Obiettivo del compito: Ricopi senza alcuna modifica il passo dell'articolo sulle perdite di Ita, riportato più avanti, che va da «Il turismo va» a «invertire la rotta.», estremi compresi.

Il turismo va al rallentatore, quello congressuale è praticamente fermo, e la gente si muove meno anche per gli spostamenti di puro piacere. I voli offrono tariffe scontatissime per sopravvivere e per accaparrarsi i pochi viaggiatori rimasti, ma registrando ingenti perdite. Ecco perché Ita, nonostante la cura dimagrante impostale dalla disastrosa situazione finanziaria di Alitalia, sembra già in grosse difficoltà. Solo una repentina uscita dalla pandemia potrebbe consentire alla nuova compagnia aerea di bandiera di invertire la rotta.
Intanto le cifre sono impietose e disarmanti. In due mesi e mezzo di vita la nuova compagnia ha perso 170 milioni di euro, pari a circa 2,2 milioni di euro al giorno. Lo hanno comunicato i vertici (il presidente Alfredo Altavilla e l’amministratore delegato, Fabio Lazzerini) in un’audizione parlamentare, pur dicendosi convinti che si tratti di un periodo transitorio legato alla contrazione dei ricavi e ai rincari del carburante. Anzi, Altavilla ha sostenuto che l’attenzione sui costi dei servizi e delle forniture ha consentito alla compagnia di mantenere inalterato il risultato e quindi di realizzare buone performance. Il presidente aveva dato conto di ricavi del 50% al di sotto delle previsioni del piano industriale, spiegando la cattiva performance con la recrudescenza del virus, la perdita delle rotte per la Sardegna e il ritardo nella campagna promozionale del nuovo vettore. La compagnia attualmente dispone di circa 440 milioni di euro di liquidità, a fronte di un’iniezione iniziale di capitale di 770 milioni di euro.
Ma la congiuntura straordinariamente sfavorevole non può e non deve diventare un alibi per la governance. Ita annuncia nuove assunzioni e scommette sulla ripresa. «La flotta iniziale è vero che è stata dimezzata. Già nel corso di quest’anno aumenterà del 50% arrivando a 78 aerei, per tornare ai 105 aerei entro il 2025. Mettere in operazione il 50% di aerei in più in un anno è un’operazione che non è mai stata fatta in Europa», ha dichiarato il presidente Alfredo Altavilla, aggiungendo che «le assunzioni stanno andando avanti assolutamente regolarmente non tenendo conto della variante Omicron. Perché l’assunzione non è un interruttore on/off, ma le tempistiche di training necessitano un adeguato periodo di formazione».

Materiale fornito:
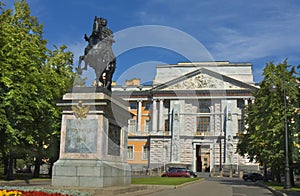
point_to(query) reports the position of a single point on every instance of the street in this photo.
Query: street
(218, 186)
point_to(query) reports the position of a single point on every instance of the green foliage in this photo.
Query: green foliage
(32, 79)
(264, 140)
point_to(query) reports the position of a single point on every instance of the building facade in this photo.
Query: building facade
(190, 116)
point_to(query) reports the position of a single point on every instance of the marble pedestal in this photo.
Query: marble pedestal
(93, 140)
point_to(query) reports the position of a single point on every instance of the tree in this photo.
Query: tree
(264, 138)
(32, 79)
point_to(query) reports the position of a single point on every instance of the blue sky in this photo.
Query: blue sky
(151, 32)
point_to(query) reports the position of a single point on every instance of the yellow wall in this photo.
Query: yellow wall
(138, 152)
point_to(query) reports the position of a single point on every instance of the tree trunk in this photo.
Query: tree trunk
(37, 164)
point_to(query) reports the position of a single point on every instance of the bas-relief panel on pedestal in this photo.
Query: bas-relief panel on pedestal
(81, 136)
(114, 140)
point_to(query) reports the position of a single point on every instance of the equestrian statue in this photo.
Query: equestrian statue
(98, 53)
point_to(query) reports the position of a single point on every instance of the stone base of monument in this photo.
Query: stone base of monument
(93, 140)
(91, 173)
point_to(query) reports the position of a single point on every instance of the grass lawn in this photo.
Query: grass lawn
(279, 186)
(162, 181)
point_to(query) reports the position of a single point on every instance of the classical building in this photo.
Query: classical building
(191, 115)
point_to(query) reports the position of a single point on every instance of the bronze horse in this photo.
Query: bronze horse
(98, 54)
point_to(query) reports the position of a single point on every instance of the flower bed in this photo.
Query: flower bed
(31, 191)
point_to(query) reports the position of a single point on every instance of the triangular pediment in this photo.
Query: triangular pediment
(204, 79)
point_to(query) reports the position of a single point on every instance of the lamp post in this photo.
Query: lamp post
(287, 181)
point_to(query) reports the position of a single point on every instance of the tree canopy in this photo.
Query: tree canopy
(32, 79)
(263, 141)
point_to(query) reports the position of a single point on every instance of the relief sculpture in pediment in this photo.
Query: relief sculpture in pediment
(198, 82)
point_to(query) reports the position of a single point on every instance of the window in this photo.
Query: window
(204, 109)
(203, 124)
(130, 152)
(132, 125)
(145, 152)
(147, 125)
(133, 105)
(240, 103)
(147, 106)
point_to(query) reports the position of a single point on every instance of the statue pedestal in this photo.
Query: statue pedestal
(93, 140)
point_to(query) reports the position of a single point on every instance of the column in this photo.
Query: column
(154, 116)
(161, 115)
(139, 116)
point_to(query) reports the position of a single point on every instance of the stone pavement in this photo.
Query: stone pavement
(132, 190)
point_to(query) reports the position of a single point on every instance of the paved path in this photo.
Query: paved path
(217, 186)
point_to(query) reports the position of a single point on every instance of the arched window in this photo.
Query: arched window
(203, 121)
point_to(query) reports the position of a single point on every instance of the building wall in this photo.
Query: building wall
(211, 149)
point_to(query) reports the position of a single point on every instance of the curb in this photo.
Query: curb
(275, 192)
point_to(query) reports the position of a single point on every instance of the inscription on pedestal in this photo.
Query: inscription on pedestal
(114, 133)
(81, 136)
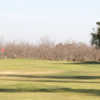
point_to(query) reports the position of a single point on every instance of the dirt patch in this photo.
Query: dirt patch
(30, 73)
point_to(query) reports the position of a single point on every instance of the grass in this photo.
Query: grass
(28, 79)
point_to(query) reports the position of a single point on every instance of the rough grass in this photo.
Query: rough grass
(28, 79)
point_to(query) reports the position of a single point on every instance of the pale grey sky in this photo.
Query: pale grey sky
(61, 20)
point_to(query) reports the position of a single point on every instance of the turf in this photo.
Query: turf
(28, 79)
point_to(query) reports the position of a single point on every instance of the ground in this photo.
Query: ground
(28, 79)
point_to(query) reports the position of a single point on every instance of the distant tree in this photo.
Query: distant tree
(95, 41)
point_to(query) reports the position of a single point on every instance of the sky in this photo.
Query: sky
(59, 20)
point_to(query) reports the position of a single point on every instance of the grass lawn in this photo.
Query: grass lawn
(28, 79)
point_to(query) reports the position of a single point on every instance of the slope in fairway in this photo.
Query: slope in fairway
(28, 79)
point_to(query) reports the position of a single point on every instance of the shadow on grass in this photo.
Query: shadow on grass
(51, 77)
(54, 90)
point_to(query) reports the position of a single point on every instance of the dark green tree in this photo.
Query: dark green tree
(95, 41)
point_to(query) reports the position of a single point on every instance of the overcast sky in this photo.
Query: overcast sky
(61, 20)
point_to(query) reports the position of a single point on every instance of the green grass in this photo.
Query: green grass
(28, 79)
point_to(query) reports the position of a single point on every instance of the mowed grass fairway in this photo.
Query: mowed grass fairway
(27, 79)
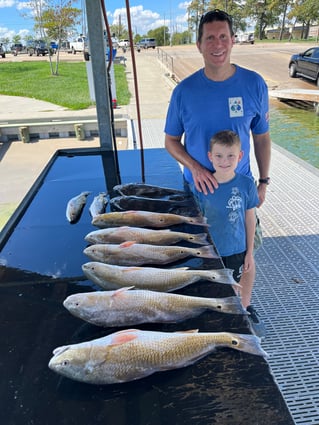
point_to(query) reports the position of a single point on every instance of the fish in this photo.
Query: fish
(147, 190)
(126, 307)
(133, 254)
(134, 354)
(124, 203)
(143, 235)
(109, 276)
(75, 207)
(99, 204)
(144, 219)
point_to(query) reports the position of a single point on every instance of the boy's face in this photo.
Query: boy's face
(225, 158)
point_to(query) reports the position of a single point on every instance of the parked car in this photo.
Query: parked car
(305, 64)
(245, 38)
(2, 51)
(146, 43)
(124, 43)
(16, 48)
(37, 47)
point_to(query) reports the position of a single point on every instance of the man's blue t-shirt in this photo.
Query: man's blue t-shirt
(225, 210)
(200, 107)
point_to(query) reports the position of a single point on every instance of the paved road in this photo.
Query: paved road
(269, 59)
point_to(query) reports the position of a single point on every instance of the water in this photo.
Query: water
(297, 131)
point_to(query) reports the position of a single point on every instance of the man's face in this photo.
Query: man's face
(216, 43)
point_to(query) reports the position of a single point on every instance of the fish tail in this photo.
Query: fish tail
(199, 238)
(247, 343)
(207, 252)
(198, 221)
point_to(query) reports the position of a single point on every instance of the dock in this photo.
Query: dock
(302, 98)
(287, 280)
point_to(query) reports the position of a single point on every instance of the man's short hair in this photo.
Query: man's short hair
(211, 16)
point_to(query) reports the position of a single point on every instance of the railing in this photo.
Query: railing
(168, 61)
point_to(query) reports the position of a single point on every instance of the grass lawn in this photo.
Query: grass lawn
(68, 89)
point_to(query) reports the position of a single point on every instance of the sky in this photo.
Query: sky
(16, 16)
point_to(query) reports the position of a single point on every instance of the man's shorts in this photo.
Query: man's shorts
(236, 263)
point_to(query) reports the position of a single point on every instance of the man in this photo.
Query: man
(221, 96)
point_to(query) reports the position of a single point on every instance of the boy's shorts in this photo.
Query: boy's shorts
(236, 263)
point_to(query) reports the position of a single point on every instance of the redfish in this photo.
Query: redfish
(110, 276)
(141, 235)
(126, 307)
(147, 190)
(75, 207)
(134, 354)
(144, 219)
(98, 204)
(133, 254)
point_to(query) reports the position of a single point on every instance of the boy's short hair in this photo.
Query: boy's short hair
(225, 138)
(211, 16)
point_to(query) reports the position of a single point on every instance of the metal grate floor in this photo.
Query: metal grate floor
(286, 292)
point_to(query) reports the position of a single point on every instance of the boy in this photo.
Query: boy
(230, 211)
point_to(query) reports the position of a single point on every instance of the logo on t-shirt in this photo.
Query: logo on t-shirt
(236, 108)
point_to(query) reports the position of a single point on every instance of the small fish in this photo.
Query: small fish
(75, 207)
(125, 307)
(134, 354)
(109, 276)
(133, 254)
(141, 235)
(99, 204)
(125, 203)
(144, 219)
(147, 190)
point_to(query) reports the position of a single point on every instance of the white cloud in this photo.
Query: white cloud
(184, 5)
(7, 3)
(143, 20)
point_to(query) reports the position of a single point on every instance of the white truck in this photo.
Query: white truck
(78, 45)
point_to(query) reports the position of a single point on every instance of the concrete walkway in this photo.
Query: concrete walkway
(21, 163)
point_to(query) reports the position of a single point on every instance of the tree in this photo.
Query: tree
(161, 34)
(54, 19)
(305, 12)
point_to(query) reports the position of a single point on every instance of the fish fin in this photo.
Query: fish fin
(59, 350)
(132, 268)
(127, 244)
(207, 252)
(199, 220)
(124, 289)
(122, 337)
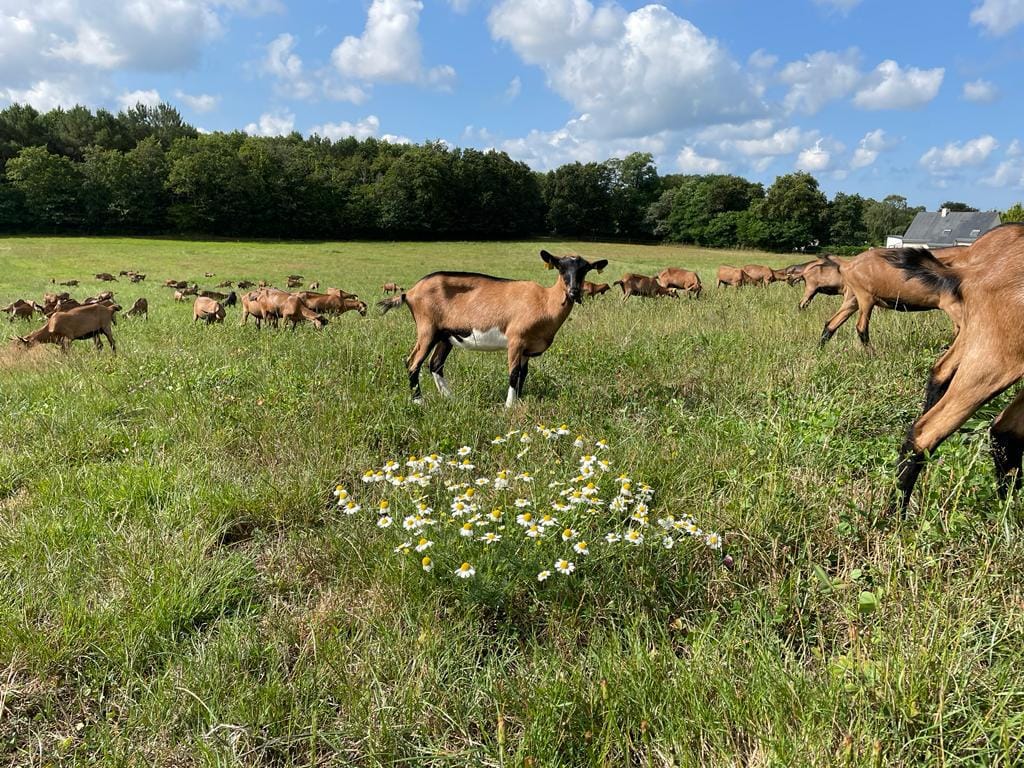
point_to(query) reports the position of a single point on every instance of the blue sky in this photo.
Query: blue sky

Esercizio svolto:
Il turismo va al rallentatore, quello congressuale è praticamente fermo, e la gente si muove meno anche per gli spostamenti di puro piacere. I voli offrono tariffe scontatissime per sopravvivere e per accaparrarsi i pochi viaggiatori rimasti, ma registrando ingenti perdite. Ecco perché Ita, nonostante la cura dimagrante impostale dalla disastrosa situazione finanziaria di Alitalia, sembra già in grosse difficoltà. Solo una repentina uscita dalla pandemia potrebbe consentire alla nuova compagnia aerea di bandiera di invertire la rotta.